• **THINGS TO DO**
A. According to the post on running game demos, what does addressing players directly mean?
B. Transcribe, word for word, the part of the post on running game demos that opens with the words containing "I'm going to assume" and closes with "professional about it.".

Sunday, October 27, 2013

Demos For You and Me - Part 2 - Running the Game

In part 1 we covered what you need to do ahead of time when running a game demo. Let's talk about what you need to do while you're running a game. This is where you're going to sell the people on the game, this is the actual test drive so make sure it's as smooth and wonderful an experience for the players as you can.

I'm going to assume that you've done the stuff in part one and have a tailor made adventure to introduce people to you game. What's going to make them feel like this is the best game experience in the world. Now here are some things you need to keep in mind over the next 2-4 hours.

I'm going to start with one of the most important ones, because it filters down to the other ones.


There, that's out there. Yes you aren't wearing a three-piece suit, or even dress down to business casual, but if you're running a demo you can't forget that this is your business setting and you should remember that. You need to act professionally at all times. That means the things you wouldn't do because you're in a business setting, don't do them. Just don't. It doesn't matter that you're at a bar, convention space, church basement. You are selling something to someone, be professional about it.

2. Address your players directly

I'm putting this one out there because I have seen this, and have many people come up to me and tell me about this happening to them. You need to address your players directly. By addressing them directly, I mean look at them when you speak to them. It's not that hard. You look at them when you talk to them. You don't have to stare them down, you don't have to gaze lovingly into their eyes, you have to just address them as a person.

You'd be surprised how hard this is, apparently, for a good number of people who run games at events. It is also one of the larger complaints that I have heard from a wide variety of people. There are many stories about people not looking at people when they talk to them at a game, or addressing all questions to someone else at the table.

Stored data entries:
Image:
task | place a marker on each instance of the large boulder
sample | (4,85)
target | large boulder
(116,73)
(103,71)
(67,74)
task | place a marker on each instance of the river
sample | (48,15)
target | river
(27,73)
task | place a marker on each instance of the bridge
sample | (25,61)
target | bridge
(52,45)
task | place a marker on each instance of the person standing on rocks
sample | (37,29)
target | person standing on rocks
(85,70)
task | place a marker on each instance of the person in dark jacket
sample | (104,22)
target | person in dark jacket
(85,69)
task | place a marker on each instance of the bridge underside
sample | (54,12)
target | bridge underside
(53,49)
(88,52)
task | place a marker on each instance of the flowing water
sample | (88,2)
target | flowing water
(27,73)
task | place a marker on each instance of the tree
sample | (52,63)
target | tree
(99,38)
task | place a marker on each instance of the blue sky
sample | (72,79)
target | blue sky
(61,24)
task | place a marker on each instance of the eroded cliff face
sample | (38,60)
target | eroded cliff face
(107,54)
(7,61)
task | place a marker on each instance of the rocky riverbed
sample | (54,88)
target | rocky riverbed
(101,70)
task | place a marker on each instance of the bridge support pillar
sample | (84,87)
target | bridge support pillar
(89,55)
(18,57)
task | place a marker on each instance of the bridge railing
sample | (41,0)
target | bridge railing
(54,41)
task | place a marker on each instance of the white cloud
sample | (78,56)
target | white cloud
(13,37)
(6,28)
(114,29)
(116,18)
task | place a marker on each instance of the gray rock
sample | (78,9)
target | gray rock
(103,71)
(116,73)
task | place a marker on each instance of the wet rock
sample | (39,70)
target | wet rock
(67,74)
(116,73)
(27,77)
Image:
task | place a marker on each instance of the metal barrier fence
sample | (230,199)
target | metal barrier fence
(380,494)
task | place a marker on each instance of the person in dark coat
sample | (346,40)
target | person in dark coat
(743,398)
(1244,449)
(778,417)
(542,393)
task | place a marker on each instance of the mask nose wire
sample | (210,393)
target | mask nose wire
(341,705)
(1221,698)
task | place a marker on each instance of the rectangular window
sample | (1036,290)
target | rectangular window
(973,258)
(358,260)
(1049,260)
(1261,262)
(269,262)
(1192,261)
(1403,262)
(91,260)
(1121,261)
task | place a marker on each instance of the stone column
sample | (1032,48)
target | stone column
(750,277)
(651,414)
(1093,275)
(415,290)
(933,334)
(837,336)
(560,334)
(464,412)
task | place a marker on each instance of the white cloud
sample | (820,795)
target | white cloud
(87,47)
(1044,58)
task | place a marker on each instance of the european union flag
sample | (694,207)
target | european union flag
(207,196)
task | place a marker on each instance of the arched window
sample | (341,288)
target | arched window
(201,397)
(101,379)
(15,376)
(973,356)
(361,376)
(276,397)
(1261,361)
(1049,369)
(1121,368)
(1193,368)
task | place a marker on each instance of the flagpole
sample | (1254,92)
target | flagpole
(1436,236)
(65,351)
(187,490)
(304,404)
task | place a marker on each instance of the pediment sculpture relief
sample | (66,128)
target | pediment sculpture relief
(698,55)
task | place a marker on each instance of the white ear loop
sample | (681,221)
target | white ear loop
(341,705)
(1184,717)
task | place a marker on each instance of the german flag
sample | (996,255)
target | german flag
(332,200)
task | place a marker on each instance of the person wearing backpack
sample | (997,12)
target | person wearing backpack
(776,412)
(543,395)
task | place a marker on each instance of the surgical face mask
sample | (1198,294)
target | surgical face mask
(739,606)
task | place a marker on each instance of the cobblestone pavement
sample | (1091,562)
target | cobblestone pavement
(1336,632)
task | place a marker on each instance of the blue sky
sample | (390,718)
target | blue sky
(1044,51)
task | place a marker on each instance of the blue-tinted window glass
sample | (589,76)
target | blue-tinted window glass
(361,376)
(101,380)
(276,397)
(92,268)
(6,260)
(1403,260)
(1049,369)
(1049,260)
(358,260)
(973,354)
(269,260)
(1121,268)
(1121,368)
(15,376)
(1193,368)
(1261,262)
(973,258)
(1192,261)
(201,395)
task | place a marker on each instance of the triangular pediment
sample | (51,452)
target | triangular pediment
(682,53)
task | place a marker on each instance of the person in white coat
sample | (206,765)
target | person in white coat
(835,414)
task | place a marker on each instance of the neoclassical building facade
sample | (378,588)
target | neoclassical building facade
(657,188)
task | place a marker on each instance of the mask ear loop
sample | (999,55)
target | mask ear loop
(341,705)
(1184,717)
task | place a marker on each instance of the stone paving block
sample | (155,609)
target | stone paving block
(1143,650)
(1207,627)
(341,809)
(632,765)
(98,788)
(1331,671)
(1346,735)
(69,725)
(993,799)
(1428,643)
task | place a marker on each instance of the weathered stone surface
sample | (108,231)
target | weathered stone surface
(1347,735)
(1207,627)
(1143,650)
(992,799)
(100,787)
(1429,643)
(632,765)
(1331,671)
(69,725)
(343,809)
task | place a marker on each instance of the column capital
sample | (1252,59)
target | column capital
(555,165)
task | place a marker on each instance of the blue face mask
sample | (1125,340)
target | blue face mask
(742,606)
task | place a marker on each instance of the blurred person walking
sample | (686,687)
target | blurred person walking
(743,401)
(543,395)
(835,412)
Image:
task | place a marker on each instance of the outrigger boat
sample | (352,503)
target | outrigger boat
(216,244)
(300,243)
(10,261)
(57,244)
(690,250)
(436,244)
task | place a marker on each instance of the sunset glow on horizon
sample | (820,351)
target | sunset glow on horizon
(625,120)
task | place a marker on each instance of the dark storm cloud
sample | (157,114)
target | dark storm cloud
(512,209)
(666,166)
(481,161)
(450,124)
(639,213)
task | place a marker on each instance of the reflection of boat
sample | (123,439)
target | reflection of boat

• **PER-TASK OUTPUTS**
A. Looking at them when you speak to them.

B.
I'm going to assume that you've done the stuff in part one and have a tailor made adventure to introduce people to you game. What's going to make them feel like this is the best game experience in the world. Now here are some things you need to keep in mind over the next 2-4 hours.

I'm going to start with one of the most important ones, because it filters down to the other ones.


There, that's out there. Yes you aren't wearing a three-piece suit, or even dress down to business casual, but if you're running a demo you can't forget that this is your business setting and you should remember that. You need to act professionally at all times. That means the things you wouldn't do because you're in a business setting, don't do them. Just don't. It doesn't matter that you're at a bar, convention space, church basement. You are selling something to someone, be professional about it.